### Required actions
1. In the PHP errors text, what marks the end of the HTTP headers and the start of the content?
2. Arrange the lines of the records, starting at the line that contains "Provide the precise" and ending at the line that contains "box: [181, 332, 206, 352]", as a JSON list of strings with one string per line and blank lines omitted.

### Reading passage
Fatal error: Call to undefined function XYZ


Usually, this happens because you've stored a function in some file and it hasn't been included, or you were removing some code but didn't clean it all up completely, or maybe you have a typo in your function name. No matter what, it's because you're calling a function that doesn't exist. Example:

 
function do_my_bidding()
{
}
 
domybidding(); // Throws the error because we're missing the _ characters in the name. 



Notice: Use of undefined constant XYZ - assumed 'XYZ'


This is almost always the result of a missing $ in front of a variable. For example:

$hello = "world";
echo hello; // Notice: Use of undefined constant hello - assumed 'hello' in...


If PHP just sees something in the middle of code that looks like it should be treated like a value, then it will try to figure out whether you wanted a string, a constant, or a variable. Without a $ sign, it throws out the possibility of it being a variable, so it then checks to see if there's a constant with that name. If there's no constant, then it throws the warning and then assumes that you wanted the string, so in the above example, it would echo out the word "hello".




HEADER / HTTP ERRORS



Warning: Cannot modify header information - headers already sent


To understand this, you need to understand some basics about how HTTP works. When a browser sends a request to the web server, it gets back a response that is made up of 2 parts. The first part is the HTTP header and the second part is the body / content. The header contains some basic information about the response, such as how long the response content is, the date the content was last modified, the server type, the date/time on the server, and it can also contain instructions to the browser, such as telling the browser to store some cookies or maybe redirect to another page.


The content, on the other hand, is the normal stuff you see when you view the source of the page. For a web page, the content section of the response would contain HTML. For an image, the content section would contain the raw image bytes, and so on.


The rules for HTTP say that the HTTP headers all have to be together, and that a blank line will indicate the end of the headers and the start of the content. So a response basically looks like:

HTTP Header
HTTP Header
HTTP Header
 
<blank line>
 
HTTP Content...

### Material for this exercise

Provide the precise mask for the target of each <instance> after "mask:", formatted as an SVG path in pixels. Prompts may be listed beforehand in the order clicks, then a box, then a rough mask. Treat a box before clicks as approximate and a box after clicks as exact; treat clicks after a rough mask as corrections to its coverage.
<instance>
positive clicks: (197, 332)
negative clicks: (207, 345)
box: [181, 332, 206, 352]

...

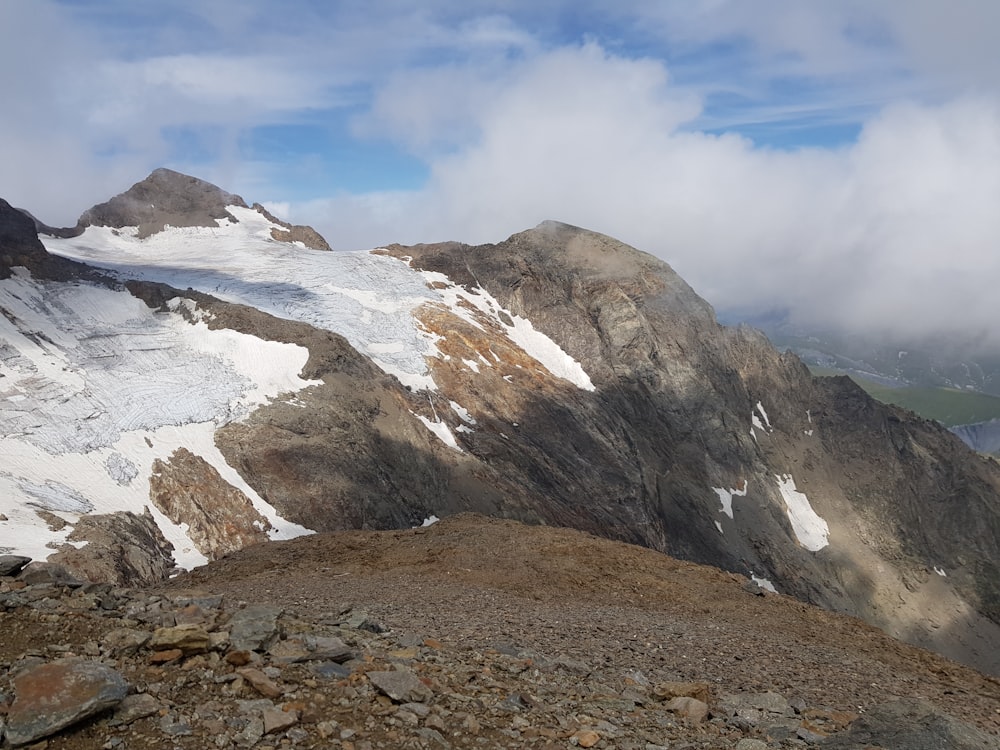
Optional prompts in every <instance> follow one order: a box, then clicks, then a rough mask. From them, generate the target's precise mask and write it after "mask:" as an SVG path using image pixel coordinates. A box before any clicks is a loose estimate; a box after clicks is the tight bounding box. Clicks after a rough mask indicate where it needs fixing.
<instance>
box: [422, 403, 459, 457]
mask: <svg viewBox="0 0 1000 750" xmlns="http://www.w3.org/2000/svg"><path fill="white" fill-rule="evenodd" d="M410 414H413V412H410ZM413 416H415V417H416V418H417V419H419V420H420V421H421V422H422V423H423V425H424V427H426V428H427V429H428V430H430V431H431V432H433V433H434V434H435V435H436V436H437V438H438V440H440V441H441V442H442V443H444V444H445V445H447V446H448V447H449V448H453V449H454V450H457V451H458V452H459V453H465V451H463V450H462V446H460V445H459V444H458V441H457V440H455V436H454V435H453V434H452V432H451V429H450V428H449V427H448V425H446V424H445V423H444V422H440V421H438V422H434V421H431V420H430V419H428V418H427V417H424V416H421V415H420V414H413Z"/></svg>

...

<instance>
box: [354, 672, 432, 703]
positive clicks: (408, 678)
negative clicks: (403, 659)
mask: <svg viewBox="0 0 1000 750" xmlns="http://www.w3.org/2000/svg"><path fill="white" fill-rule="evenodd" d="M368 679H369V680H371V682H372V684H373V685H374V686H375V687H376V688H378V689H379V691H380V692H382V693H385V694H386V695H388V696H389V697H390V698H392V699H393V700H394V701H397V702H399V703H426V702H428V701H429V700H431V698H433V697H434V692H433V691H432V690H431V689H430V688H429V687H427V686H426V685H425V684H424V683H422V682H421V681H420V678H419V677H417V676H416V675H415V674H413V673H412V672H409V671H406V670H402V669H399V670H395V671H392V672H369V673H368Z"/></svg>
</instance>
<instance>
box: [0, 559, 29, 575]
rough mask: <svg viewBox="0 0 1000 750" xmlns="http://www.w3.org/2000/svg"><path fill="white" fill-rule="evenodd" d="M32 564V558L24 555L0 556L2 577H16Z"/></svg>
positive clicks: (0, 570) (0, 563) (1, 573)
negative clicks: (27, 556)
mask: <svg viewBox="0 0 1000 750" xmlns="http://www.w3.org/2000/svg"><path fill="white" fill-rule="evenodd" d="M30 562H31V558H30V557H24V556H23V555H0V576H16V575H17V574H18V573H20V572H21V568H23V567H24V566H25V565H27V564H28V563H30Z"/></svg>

### Answers for this exercise
1. A blank line.

2.
[
  "Provide the precise mask for the target of each <instance> after \"mask:\", formatted as an SVG path in pixels. Prompts may be listed beforehand in the order clicks, then a box, then a rough mask. Treat a box before clicks as approximate and a box after clicks as exact; treat clicks after a rough mask as corrections to its coverage.",
  "<instance>",
  "positive clicks: (197, 332)",
  "negative clicks: (207, 345)",
  "box: [181, 332, 206, 352]"
]